[Text]:
"""

Trip South - Travel Arrangements

Filed under: Travel — by sackrosanct @

I had decided to visit my son’s family as soon as I knew it was a possibility.  I mentioned it to Jan via email before I left and I told Asnake on Monday morning when I had the standard meeting with him.

On Tuesday, one of the other families told me the arrangements had been made.  The four families that were picking up children that week would all be traveling to Hossana and beyond to visit the families.  They decided to split us into 2 groups because of the final destination (family locations).  He told me the trip would cost us 1000 birr each and to be ready at 8am to go.  All of this was relayed to me by another parent so I was a little wary of it really happening.

On Wednesday morning shortly before 8:00am, the vehicles showed up at the guesthouse.  (The family that was staying at the Ghion met us at the guesthouse).  They brought a Toyota pickup truck (with backseat) and a Toyota Land Cruiser. I went with another mom in the Land Cruiser with our driver, Lekneh.After dropping off a child at the care center (and changing money…because I forgot to do so the previous day), we gassed up.  The other driver asked for an “advance payment” of 500 birr to pay for the gas, which we gave.  The rest was due upon return.  However, when we gassed up again in Hossana, we paid 500 birr again (1000 out of 2000 birr total at that point).

"""

[Data section]:
"""

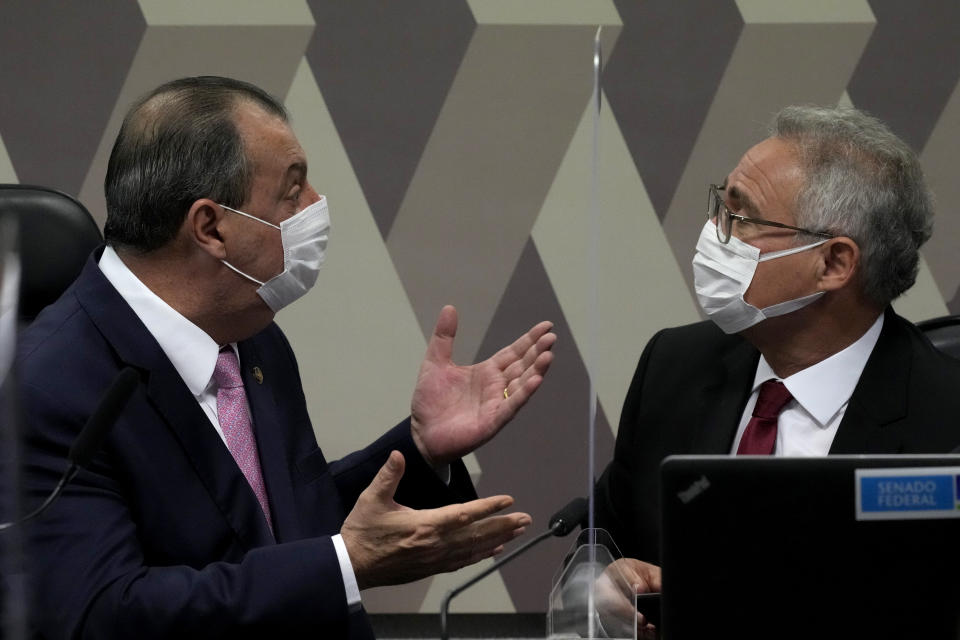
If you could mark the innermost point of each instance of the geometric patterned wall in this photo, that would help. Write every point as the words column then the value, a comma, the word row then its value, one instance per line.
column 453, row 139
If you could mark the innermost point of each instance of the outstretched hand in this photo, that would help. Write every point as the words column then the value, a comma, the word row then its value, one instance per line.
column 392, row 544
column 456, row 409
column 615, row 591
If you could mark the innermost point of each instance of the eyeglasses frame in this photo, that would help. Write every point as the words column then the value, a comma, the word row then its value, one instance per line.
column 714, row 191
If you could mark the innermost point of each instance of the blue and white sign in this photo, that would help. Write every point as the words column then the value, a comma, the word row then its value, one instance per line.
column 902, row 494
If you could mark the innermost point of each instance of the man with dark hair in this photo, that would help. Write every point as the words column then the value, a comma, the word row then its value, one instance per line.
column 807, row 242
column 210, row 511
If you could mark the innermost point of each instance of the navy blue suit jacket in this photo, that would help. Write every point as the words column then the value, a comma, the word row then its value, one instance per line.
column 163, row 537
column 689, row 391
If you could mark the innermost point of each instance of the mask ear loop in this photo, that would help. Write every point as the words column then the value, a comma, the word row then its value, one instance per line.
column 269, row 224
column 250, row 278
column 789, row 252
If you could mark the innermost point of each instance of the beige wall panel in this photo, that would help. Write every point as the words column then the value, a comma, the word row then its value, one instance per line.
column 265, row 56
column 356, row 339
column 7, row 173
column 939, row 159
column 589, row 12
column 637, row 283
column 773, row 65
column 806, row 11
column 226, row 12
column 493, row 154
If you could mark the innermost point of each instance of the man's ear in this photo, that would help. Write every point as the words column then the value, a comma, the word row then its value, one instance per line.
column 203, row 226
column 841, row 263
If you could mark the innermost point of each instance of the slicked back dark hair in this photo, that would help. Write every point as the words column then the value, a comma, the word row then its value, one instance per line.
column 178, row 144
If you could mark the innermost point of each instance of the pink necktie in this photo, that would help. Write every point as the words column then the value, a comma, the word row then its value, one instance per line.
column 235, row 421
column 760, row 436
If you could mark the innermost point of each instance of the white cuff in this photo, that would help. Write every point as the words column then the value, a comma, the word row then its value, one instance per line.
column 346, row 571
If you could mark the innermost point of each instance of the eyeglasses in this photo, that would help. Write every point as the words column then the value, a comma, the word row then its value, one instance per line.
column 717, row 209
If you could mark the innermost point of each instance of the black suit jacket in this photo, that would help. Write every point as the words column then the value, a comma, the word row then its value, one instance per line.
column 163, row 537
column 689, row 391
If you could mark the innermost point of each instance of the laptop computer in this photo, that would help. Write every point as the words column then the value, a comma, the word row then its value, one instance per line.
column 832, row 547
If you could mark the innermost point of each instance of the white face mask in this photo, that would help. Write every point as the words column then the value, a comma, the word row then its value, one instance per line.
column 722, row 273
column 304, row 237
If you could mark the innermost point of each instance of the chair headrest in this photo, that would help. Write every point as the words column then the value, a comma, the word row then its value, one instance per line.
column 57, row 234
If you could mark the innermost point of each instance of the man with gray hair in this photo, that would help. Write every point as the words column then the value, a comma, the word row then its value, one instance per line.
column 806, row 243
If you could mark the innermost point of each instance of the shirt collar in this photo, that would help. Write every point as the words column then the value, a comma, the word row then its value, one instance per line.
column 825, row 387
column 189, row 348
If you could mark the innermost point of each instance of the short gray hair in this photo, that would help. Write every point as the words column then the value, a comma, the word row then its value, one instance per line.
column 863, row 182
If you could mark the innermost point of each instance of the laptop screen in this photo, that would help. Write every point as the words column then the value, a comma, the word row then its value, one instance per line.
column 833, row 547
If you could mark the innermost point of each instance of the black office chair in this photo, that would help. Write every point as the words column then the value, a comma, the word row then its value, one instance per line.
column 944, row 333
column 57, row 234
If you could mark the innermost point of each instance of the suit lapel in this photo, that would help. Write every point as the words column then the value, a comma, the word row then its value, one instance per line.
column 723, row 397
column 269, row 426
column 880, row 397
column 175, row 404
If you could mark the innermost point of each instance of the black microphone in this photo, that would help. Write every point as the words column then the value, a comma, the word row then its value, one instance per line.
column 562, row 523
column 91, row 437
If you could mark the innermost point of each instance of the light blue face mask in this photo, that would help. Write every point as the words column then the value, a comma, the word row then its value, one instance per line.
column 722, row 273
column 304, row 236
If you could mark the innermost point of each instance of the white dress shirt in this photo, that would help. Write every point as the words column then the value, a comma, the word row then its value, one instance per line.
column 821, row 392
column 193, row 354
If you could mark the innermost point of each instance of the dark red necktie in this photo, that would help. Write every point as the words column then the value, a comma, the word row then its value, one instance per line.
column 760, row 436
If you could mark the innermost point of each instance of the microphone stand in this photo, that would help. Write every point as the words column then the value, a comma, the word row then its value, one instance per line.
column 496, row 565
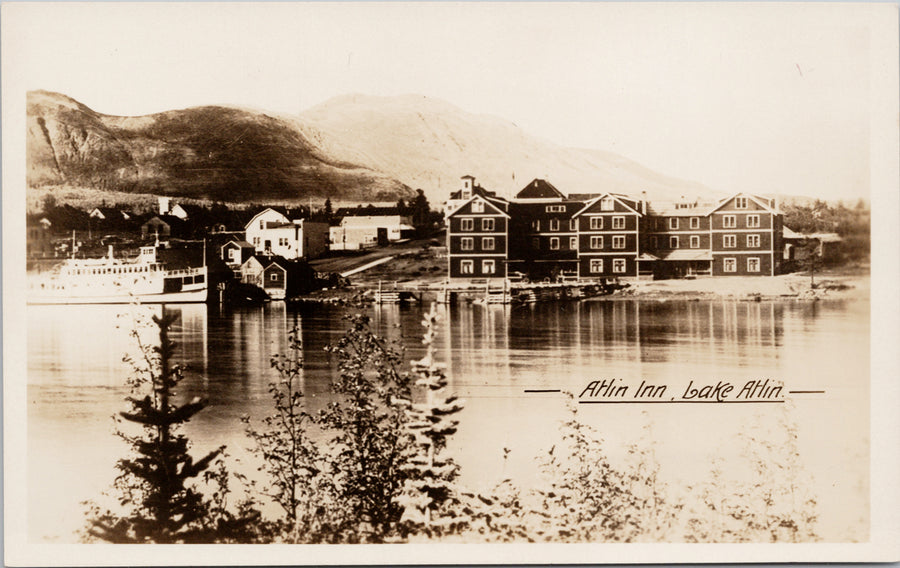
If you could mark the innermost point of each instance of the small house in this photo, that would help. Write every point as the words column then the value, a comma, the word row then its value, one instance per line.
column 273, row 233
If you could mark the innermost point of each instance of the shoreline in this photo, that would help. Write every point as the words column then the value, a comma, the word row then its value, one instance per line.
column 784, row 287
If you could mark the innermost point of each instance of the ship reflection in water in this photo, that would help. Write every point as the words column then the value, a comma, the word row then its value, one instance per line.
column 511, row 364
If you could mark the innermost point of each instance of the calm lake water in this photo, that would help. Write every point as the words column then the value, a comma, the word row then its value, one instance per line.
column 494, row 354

"""
"""

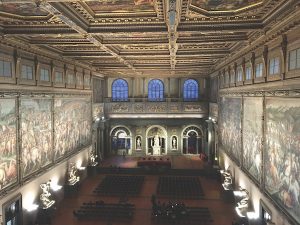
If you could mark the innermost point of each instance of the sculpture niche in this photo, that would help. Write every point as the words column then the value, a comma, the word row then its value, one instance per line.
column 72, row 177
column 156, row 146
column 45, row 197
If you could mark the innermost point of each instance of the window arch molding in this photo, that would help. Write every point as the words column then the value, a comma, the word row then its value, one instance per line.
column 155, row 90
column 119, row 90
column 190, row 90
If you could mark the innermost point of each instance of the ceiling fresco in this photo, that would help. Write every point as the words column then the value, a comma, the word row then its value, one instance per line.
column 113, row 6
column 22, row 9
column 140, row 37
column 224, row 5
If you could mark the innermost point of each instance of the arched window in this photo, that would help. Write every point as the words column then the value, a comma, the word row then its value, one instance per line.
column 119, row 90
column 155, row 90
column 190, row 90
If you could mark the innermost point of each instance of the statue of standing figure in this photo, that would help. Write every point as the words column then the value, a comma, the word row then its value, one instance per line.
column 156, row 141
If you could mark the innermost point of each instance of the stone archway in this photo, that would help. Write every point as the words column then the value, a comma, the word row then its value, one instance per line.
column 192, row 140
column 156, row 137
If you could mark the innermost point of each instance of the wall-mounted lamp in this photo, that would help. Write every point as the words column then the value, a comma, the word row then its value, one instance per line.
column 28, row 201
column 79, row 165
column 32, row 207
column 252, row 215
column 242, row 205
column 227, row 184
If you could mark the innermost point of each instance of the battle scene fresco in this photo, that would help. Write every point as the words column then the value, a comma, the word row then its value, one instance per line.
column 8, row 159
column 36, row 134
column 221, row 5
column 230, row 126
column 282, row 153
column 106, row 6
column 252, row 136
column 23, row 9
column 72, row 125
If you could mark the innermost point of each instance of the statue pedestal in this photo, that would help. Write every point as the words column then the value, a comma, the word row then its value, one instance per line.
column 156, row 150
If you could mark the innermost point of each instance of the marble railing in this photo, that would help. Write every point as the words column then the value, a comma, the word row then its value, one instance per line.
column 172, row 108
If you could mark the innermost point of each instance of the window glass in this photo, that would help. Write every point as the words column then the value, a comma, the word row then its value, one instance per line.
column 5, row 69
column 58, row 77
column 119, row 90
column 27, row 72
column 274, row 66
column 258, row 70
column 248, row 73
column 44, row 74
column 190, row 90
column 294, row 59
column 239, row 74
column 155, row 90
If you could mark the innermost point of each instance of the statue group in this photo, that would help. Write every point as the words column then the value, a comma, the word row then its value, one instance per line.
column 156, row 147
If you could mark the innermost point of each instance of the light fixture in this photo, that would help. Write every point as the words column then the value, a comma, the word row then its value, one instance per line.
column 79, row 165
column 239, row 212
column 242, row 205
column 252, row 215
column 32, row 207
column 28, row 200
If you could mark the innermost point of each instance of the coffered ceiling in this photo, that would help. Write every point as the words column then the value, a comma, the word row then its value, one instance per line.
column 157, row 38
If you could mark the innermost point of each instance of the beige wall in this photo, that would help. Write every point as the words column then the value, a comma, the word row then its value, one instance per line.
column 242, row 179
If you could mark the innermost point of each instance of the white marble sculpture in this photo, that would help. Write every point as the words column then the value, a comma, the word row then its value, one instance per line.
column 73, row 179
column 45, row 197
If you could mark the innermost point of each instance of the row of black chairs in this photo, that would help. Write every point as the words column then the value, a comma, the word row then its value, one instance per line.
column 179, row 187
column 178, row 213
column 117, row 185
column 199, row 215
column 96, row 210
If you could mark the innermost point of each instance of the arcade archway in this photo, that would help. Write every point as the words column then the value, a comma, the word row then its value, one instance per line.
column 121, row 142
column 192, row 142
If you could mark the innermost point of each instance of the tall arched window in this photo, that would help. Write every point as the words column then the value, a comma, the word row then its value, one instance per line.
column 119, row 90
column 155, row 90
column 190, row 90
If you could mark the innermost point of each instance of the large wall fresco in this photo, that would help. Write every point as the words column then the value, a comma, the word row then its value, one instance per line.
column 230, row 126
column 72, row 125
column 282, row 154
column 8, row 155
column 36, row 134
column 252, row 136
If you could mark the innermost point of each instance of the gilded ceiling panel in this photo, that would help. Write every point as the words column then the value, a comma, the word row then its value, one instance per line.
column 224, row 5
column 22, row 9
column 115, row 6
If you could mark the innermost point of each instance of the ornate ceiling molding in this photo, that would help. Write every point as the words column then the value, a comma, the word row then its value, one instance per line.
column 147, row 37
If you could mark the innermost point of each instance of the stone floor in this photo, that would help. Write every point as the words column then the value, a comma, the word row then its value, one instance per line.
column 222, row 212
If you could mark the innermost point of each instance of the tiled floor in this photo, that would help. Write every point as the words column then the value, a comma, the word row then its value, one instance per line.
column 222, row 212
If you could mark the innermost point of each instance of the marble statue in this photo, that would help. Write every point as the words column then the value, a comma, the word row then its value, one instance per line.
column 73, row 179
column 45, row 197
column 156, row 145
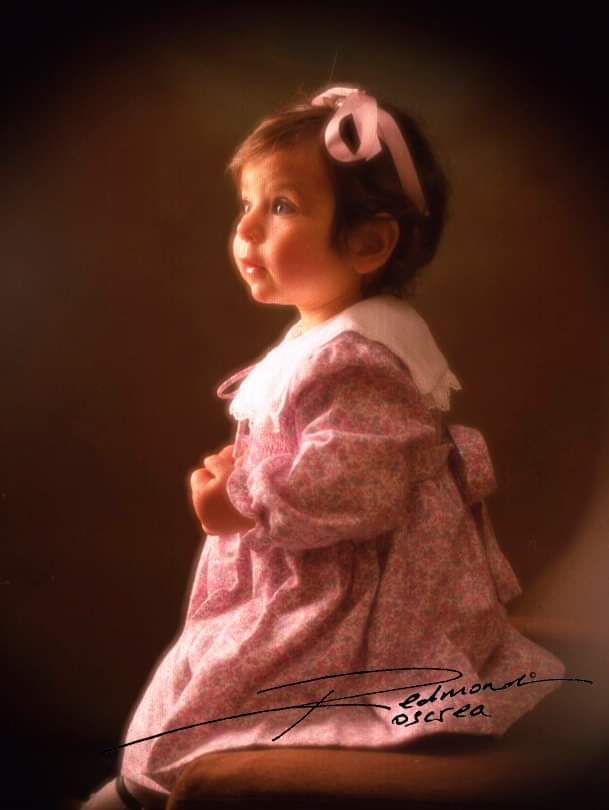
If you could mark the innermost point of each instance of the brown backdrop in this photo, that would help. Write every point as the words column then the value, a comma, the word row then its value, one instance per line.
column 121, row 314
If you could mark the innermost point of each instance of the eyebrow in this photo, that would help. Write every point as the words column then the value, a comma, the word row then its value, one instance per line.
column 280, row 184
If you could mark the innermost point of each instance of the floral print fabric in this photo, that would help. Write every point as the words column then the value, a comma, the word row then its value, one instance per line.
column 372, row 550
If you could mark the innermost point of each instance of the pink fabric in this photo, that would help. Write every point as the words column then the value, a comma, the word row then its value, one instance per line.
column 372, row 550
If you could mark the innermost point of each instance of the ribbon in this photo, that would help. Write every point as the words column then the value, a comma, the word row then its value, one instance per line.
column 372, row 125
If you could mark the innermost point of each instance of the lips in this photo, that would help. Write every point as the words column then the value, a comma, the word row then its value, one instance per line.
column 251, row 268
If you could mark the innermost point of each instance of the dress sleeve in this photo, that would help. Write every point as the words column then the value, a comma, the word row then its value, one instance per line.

"""

[Problem]: Write the next part of the account of the trip south to Hossana, starting after its last sentence. The rows come from a separate source.

[Exercise answer]:
We paid the balance when we were returned to the Guesthouse on Thursday evening. 

Lekneh told me the company he worked for is called Tadesse Car Rental.   For anyone needing a driver, I would recommend them.  You can find contact information on the page for Tadesse Car Rental.

Trip South - Our Driver

Filed under: Travel — by sackrosanct @

One of the most important lessons I learned (but not quite soon enough) was to exploit the knowledge of the people around you.  On the way South, I sat in the backseat with the other Mom.  One of us should’ve sat in the front seat.  Two reasons:  better views and easier conversation.

Our driver, Lekeneh, was a bit hesitant to speak at first.  I guess us obnoxious Americans can be intimidating.  However, he was so great about answering every question we asked, pulling over everytime we wanted to take a photo and apologizing for the rough road.

We had a great time in the evening, see the Travel - Evening Activities post for more info on that.  So,  by the second day we were much more familiar with each other and friendlier.  We completely took advantage of his services by making him the videographer while I photographed.

He told us a lot of stories, too.  He used to be a lorry-driver, long-haul to Djibouti.  When he started telling us about how some of the drivers would chew chat to keep them awake and then demonstrated the effect it had on them, I about bust a gut.  It was even funnier for the next 5 km as I repeatedly tried to get a photo of him re-demonstrating and re-demonstrating the CHAT FACE.  My camera was on the red-eye setting so it kept double flashing and missing the face, plus it was messed up because it was sensing the bright light outside his window.  Stinkin’ technology!  Apparently, he couldn’t hold the CHAT FACE pose because of the potholes and donkeys he had to watch out for.  Visualize real life Pole Position.  Quite possibly, my very unladylike laughing snorts may have been distracting him as well.

  1. Not good enough.  Looks too normal.
  2. Better, but too humorous.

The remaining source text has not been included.